#### Exercise:
If a line below includes the string "vehicle", copy it.

#### Referring expression data:

>>

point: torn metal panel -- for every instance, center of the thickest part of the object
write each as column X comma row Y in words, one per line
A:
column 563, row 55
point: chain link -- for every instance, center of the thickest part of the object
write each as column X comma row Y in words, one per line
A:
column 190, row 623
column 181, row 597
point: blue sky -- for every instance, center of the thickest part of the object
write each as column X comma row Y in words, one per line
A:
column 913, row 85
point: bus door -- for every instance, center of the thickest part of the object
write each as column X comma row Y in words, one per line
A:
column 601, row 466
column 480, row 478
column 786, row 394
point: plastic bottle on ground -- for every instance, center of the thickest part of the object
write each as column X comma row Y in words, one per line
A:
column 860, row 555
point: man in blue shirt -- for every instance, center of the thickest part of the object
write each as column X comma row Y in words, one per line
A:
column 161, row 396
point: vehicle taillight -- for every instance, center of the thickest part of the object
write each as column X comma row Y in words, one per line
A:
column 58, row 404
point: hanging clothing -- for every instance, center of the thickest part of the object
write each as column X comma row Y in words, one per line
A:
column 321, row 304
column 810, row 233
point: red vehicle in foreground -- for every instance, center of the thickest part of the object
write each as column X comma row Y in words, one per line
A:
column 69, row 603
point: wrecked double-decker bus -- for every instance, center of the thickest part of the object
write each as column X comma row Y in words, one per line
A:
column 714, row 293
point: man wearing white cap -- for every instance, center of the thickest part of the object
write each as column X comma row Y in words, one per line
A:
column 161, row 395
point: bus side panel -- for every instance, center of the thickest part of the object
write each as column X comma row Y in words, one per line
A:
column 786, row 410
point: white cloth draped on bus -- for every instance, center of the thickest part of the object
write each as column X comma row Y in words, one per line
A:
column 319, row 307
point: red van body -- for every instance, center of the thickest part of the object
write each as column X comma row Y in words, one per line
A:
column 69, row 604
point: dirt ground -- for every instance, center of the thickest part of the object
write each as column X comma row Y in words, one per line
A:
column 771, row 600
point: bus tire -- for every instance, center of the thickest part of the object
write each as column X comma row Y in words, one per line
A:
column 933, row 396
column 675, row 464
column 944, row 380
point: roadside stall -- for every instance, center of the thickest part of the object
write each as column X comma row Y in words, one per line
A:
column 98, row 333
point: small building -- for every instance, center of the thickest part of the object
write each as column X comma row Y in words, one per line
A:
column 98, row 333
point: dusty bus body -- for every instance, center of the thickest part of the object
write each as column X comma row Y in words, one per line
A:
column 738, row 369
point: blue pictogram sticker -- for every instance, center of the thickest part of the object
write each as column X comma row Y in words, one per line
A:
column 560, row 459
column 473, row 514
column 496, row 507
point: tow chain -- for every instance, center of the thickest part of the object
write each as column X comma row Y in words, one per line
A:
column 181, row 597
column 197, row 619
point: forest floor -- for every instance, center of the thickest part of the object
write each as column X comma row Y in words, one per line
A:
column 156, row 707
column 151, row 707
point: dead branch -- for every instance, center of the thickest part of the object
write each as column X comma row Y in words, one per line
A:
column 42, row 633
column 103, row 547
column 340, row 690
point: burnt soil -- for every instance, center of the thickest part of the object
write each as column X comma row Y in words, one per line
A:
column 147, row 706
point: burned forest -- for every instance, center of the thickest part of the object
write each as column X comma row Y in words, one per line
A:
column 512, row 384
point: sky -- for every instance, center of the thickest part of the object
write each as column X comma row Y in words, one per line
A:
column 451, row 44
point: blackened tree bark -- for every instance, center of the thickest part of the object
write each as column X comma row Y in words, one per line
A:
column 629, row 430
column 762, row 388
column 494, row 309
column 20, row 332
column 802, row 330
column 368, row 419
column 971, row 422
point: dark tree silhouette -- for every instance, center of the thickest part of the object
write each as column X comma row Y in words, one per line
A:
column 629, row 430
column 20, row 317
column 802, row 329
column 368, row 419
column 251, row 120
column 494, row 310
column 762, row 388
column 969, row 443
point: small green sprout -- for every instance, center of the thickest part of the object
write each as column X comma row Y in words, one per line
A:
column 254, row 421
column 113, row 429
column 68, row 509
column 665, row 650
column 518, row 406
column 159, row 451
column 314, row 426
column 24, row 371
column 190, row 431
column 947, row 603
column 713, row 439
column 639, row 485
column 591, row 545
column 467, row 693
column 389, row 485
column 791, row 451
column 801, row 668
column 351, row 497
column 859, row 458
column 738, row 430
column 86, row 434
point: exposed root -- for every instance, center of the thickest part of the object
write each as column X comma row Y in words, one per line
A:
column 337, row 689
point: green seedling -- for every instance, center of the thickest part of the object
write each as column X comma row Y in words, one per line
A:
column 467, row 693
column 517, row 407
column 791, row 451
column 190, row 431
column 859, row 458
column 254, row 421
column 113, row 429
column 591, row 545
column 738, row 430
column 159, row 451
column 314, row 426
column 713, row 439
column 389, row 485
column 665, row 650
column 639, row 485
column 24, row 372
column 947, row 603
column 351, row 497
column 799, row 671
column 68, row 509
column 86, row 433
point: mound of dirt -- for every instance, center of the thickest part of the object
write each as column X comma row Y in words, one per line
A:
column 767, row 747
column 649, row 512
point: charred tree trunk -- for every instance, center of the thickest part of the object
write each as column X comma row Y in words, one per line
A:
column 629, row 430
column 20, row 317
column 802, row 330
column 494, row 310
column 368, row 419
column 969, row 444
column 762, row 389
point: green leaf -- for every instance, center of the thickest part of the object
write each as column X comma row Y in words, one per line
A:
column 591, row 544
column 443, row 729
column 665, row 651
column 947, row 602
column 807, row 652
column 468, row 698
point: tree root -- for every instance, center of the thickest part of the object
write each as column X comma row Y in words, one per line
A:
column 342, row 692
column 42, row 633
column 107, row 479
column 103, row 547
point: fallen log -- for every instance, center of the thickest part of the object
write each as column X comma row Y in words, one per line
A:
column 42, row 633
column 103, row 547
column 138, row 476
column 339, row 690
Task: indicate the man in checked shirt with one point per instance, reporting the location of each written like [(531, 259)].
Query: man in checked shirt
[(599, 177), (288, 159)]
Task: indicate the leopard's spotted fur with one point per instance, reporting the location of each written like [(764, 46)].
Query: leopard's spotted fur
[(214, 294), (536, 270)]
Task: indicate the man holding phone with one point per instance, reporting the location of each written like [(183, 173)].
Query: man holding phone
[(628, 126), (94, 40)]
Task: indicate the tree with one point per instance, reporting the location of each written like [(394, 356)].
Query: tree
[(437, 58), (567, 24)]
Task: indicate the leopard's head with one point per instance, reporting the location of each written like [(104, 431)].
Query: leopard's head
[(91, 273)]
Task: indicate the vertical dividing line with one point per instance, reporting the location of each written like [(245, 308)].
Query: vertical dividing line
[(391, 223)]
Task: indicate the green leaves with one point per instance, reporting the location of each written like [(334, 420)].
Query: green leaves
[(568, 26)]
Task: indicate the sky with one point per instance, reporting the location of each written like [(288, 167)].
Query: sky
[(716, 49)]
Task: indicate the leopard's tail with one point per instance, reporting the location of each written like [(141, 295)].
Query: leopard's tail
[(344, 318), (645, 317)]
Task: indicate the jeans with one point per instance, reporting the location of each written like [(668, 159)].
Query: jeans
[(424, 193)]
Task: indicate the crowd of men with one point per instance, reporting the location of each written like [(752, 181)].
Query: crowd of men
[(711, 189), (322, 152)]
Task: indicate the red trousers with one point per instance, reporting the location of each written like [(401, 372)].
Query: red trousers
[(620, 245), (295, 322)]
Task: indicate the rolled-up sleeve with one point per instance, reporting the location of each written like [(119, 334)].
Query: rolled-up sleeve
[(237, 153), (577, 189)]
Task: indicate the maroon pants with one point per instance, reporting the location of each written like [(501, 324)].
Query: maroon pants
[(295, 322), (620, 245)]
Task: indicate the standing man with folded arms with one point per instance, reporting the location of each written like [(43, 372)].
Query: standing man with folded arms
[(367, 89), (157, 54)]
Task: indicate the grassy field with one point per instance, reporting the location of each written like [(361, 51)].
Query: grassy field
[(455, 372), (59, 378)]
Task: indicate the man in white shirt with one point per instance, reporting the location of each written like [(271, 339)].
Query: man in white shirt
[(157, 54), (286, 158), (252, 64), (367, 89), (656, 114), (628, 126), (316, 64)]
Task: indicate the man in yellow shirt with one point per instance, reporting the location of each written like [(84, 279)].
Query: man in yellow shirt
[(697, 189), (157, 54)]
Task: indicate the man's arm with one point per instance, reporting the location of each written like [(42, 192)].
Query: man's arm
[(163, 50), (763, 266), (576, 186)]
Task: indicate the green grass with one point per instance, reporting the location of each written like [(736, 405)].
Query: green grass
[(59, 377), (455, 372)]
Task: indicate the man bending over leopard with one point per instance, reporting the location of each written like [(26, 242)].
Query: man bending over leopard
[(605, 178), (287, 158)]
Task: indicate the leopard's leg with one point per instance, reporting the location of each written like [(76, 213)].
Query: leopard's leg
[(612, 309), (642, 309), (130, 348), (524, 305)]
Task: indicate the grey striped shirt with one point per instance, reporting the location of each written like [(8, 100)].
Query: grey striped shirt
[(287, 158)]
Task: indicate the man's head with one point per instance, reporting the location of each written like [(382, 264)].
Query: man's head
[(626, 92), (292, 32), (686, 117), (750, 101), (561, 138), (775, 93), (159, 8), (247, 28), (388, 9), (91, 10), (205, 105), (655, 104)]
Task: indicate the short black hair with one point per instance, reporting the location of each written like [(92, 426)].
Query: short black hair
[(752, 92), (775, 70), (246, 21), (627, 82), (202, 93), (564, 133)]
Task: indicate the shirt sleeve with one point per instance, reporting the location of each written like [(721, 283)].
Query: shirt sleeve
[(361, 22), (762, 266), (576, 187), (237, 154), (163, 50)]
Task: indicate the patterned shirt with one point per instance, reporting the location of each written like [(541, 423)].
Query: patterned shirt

<<

#### Task solution:
point: vehicle taillight -- for every instance, center of the thickest part of the object
point: red vehicle in foreground -- for every instance, center of the thickest part of the object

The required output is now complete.